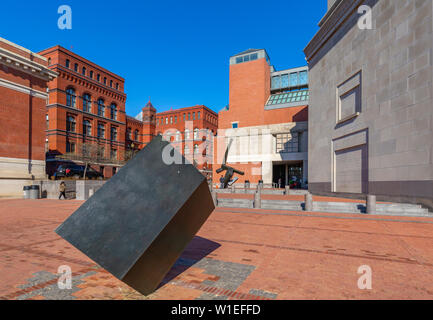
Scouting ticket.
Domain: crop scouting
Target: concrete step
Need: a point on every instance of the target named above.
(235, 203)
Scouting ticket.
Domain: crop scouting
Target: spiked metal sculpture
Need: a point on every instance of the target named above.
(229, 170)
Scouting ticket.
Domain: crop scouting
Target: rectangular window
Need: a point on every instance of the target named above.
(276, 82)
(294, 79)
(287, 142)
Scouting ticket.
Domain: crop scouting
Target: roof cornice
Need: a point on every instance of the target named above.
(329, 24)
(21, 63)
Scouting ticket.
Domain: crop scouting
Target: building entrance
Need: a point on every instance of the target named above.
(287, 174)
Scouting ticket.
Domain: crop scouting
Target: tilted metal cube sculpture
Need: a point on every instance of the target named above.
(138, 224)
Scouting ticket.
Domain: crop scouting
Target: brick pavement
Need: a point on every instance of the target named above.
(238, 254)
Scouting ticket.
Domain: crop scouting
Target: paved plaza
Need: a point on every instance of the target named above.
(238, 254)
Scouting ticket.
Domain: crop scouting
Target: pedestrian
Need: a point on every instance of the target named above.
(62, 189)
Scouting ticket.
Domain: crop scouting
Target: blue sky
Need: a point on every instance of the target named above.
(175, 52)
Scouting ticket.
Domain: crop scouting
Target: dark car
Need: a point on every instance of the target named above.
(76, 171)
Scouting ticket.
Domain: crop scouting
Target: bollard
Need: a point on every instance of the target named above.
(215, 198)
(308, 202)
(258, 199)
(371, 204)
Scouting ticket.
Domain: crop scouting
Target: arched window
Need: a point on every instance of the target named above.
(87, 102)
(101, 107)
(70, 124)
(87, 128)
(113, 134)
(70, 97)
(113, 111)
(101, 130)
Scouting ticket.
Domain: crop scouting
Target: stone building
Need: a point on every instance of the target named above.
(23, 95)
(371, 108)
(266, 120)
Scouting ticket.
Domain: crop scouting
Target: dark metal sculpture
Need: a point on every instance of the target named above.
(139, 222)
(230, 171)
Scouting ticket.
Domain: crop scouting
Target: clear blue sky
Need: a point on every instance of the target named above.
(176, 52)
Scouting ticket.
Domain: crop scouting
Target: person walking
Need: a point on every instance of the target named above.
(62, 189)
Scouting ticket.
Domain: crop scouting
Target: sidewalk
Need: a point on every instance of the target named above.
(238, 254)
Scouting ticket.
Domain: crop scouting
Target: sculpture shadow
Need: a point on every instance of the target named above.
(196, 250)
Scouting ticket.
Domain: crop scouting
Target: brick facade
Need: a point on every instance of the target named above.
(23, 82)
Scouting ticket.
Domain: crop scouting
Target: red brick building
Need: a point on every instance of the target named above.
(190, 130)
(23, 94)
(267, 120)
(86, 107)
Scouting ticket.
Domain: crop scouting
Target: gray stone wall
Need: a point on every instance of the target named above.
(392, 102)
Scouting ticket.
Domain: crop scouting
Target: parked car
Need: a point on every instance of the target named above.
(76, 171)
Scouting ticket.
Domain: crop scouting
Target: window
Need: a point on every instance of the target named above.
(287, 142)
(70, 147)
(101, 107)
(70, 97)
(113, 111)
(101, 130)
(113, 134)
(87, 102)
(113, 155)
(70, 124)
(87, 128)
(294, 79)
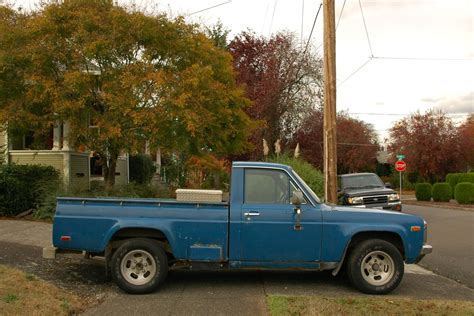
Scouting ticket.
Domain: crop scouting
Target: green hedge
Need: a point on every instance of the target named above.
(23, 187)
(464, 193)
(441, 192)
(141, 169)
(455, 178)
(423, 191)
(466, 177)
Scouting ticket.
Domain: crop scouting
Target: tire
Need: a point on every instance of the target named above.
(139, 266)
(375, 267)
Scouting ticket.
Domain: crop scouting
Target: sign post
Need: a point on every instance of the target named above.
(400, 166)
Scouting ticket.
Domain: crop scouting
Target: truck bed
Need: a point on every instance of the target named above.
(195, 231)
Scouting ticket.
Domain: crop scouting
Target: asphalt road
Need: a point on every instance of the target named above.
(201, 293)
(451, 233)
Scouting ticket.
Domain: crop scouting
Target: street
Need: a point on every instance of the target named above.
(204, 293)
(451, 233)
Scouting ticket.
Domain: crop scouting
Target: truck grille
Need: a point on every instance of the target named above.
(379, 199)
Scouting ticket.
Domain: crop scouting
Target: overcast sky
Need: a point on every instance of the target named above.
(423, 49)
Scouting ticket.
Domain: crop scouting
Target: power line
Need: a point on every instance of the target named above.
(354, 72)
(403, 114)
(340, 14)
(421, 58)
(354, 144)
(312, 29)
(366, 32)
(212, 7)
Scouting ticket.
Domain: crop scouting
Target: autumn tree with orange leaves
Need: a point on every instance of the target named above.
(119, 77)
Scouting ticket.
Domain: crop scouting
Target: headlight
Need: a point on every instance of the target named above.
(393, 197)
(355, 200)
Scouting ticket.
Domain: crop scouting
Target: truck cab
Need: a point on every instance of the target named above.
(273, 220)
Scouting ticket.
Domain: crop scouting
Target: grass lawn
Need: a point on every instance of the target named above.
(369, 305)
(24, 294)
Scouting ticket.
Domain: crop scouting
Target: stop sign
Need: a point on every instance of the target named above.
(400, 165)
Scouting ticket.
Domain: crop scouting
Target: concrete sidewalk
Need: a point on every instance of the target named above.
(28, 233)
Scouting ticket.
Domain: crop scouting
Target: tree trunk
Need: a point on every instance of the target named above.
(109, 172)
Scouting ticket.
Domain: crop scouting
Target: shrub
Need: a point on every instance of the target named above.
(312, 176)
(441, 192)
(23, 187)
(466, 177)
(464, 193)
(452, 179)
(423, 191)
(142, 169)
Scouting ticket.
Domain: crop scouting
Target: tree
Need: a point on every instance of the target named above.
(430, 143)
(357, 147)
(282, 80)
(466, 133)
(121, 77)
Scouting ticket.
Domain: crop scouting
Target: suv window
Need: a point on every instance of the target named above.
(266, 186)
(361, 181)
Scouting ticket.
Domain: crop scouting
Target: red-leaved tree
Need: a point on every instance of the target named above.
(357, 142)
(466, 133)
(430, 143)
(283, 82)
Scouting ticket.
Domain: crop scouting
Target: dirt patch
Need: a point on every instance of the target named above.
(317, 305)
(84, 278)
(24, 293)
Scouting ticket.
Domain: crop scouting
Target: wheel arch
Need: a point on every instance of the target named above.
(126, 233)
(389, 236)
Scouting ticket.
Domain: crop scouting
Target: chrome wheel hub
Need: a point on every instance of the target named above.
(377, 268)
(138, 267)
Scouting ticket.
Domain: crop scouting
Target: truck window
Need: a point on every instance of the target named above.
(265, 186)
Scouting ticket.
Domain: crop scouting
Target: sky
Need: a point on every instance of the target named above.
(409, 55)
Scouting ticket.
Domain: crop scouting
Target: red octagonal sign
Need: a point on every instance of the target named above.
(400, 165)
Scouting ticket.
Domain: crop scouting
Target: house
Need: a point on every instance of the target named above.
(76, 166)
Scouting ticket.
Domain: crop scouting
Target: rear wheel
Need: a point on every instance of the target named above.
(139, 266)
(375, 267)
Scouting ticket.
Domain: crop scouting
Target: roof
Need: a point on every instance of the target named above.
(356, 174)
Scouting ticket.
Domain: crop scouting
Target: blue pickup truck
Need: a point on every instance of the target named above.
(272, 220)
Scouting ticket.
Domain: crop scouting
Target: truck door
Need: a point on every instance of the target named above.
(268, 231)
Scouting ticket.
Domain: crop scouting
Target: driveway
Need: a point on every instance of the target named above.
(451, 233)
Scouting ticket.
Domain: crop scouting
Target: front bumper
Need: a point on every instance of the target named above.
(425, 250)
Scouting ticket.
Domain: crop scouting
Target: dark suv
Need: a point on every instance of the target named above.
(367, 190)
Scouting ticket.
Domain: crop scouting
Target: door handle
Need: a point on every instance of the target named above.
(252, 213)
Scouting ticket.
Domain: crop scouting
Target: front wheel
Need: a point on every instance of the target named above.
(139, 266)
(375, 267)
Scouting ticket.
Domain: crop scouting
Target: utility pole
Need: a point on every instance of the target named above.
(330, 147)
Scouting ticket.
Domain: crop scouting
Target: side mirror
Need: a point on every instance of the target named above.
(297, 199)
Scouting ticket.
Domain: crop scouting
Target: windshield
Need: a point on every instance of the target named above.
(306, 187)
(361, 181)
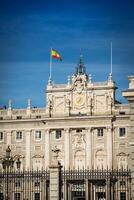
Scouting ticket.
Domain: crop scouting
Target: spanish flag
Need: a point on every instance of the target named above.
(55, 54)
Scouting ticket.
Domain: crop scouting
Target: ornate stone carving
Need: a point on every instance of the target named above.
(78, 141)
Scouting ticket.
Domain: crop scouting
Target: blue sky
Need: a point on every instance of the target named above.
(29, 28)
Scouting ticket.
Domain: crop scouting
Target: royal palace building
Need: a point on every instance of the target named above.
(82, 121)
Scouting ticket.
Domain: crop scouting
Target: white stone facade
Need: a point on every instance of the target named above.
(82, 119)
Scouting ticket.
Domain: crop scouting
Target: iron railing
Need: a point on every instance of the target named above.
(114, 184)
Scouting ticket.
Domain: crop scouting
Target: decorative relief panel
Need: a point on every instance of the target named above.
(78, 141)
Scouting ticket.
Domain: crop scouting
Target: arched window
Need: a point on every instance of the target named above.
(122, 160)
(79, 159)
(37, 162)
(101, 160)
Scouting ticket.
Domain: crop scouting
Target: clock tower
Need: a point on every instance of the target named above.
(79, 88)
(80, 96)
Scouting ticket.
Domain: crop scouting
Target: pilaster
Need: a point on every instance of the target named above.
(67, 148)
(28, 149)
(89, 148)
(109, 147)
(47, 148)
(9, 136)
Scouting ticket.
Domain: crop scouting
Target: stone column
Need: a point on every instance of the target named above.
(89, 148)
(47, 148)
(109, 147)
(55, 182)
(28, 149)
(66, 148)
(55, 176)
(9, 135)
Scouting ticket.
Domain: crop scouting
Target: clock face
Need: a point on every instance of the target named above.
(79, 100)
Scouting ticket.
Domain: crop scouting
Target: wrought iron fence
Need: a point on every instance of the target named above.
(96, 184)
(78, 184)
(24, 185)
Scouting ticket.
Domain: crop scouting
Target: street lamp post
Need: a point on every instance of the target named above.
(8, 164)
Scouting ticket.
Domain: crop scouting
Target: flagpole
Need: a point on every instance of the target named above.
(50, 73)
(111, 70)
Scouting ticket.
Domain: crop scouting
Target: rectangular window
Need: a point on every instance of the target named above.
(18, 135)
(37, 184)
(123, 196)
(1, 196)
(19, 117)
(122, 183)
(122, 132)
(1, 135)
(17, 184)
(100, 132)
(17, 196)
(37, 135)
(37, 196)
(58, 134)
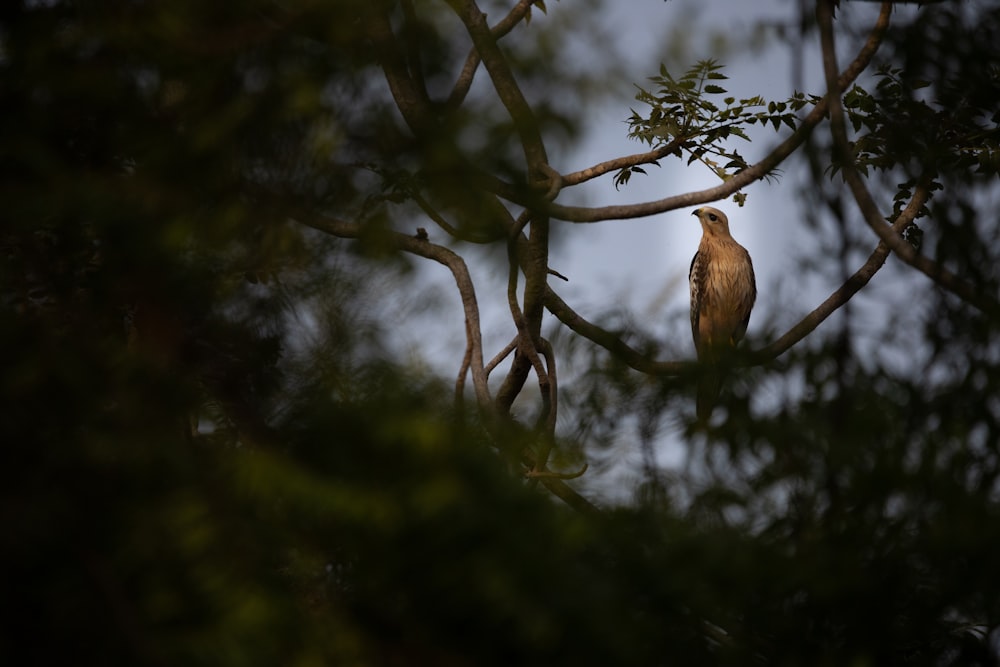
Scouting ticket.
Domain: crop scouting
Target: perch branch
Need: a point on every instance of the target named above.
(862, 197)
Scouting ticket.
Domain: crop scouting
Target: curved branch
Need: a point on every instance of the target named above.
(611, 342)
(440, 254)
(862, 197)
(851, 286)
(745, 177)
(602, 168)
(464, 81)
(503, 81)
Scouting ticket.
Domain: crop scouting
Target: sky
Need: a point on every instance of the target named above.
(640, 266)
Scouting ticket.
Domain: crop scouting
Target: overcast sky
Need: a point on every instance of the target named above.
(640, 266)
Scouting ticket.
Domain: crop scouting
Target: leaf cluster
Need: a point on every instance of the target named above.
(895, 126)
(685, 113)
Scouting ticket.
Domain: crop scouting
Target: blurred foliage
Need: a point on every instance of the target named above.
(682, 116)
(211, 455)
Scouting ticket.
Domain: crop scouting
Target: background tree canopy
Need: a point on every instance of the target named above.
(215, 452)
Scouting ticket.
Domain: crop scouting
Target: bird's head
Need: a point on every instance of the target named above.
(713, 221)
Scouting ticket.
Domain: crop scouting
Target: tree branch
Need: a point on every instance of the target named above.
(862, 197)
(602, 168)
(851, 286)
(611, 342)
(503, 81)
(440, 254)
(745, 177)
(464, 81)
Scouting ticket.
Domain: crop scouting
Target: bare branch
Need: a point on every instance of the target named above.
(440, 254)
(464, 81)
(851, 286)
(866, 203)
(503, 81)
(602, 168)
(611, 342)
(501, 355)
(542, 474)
++++
- Action item: Search the records for the word "blue" and copy every line where it occurs.

- Answer box:
Target: blue sky
Target: clear blue sky
Target: blue pickup truck
Target: blue sky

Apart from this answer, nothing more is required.